#### Written task 1
Convert the part of the records that opens with the line containing "hair on this basis." and runs through the end of the records into a numbered list, omitting blank lines.

#### Selected text
Corbett v Western

Case

[2010] NZCA 369

16 August 2010

No judgment structure available for this case.

IN THE COURT OF APPEAL OF NEW ZEALAND

CA166/2010
[2010] NZCA 369

BETWEENJOHN HILLARY CORBETT


Appellant

ANDROBERT CORBETT WESTERN AND BRUCE REGINALD PATTERSON


Respondents

Court:Ellen France, Randerson and Stevens JJ

Counsel:Appellant in Person


C J R Baird for Respondents

Judgment:16 August 2010 at 11.30 a.m.

JUDGMENT OF THE COURT

The application by the appellant for recall of the judgment is dismissed.

___________________________________________________________________

REASONS OF THE COURT

(Given by Randerson J)

[1]        The appellant applies for recall of our judgment issued on 25 June 2010[1] in which we dismissed his application for an extension of time to appeal.

[1]      Corbett v Western [2010] NZCA 270.

[2]        We are satisfied that there is no basis to recall the judgment.  As this Court has recently restated in Erwood v Maxted:[2]

[2]      Erwood v Maxted [2010] NZCA 93 at [3] – [5].

We are obliged to say that the filing of most of these memoranda by Mr Erwood is an abuse of process.  His constant efforts seeking to revisit determinations of this Court are not acceptable.  The grounds upon which a judgment may be recalled are strictly limited.  The leading statement in New Zealand as to recall of judgments is that of Wild CJ in Horowhenua County v Nash(No 2)[3]:

[3]      Horowhenua County v Nash (No 2) [1968] NZLR 632 at 633 (SC).

Generally speaking, a judgment once delivered must stand for better or worse subject, of course, to appeal. Were it otherwise there would be great inconvenience and uncertainty.  There are, I think, three categories of cases in which a judgment not perfected may be recalled – first, where since the hearing there has been an amendment to a relevant statute or regulation or a new judicial decision of relevance and high authority: secondly, where counsel have failed to direct the Court’s attention to a legislative provision or authoritative decision of plain relevance; and thirdly, where for some other very special reason justice requires that the judgment be recalled.

That statement was most recently re-affirmed by the Court of Appeal in Unison Networks Ltd v Commerce Commission.[4]  In Ngahuia Reihana Whanau Trust v Flight,[5] Anderson P said at [3]:

It is becoming a matter of concern not just to this Court but to others in the western common law system that disaffected litigants, usually appearing in person, repeatedly make application for recall of judgments which they steadfastly refuse to accept. It is timely to characterise plainly unmeritorious applications of that sort as an abuse of the Court’s process and to reaffirm the rarity of legal justification for recalling judgments.

#### Information supplied
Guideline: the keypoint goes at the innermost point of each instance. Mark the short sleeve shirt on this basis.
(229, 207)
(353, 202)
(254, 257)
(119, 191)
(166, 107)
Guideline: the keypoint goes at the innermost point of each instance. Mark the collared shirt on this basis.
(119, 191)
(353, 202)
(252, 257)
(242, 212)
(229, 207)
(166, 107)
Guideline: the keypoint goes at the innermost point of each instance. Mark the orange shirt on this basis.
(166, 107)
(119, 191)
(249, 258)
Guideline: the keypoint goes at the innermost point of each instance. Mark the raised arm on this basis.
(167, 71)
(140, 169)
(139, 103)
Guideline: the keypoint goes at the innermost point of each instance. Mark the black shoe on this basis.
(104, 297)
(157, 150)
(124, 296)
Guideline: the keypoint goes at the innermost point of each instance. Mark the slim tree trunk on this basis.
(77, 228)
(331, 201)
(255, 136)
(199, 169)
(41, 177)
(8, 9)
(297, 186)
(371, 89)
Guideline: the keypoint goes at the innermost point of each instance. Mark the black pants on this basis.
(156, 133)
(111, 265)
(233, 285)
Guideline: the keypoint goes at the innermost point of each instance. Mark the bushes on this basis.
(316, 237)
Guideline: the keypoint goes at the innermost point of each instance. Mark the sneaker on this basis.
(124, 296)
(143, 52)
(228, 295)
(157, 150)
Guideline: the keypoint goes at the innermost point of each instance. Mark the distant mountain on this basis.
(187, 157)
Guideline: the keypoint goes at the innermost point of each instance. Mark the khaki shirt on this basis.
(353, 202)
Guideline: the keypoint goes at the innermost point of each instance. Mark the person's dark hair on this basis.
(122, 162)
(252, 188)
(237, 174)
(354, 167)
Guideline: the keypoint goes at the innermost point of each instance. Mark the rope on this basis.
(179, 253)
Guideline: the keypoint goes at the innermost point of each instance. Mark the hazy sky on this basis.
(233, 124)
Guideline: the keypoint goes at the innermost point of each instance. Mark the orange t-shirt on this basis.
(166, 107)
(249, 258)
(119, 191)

#### Written task 2
According to the Corbett v Western judgment, on what date was the earlier judgment dismissing the appellant's application for an extension of time to appeal issued?

#### Written answer 1
1. Guideline: the keypoint goes at the innermost point of each instance. Mark the person's dark hair on this basis.
2. (122, 162)
3. (252, 188)
4. (237, 174)
5. (354, 167)
6. Guideline: the keypoint goes at the innermost point of each instance. Mark the rope on this basis.
7. (179, 253)
8. Guideline: the keypoint goes at the innermost point of each instance. Mark the hazy sky on this basis.
9. (233, 124)
10. Guideline: the keypoint goes at the innermost point of each instance. Mark the orange t-shirt on this basis.
11. (166, 107)
12. (249, 258)
13. (119, 191)

#### Written answer 2
25 June 2010.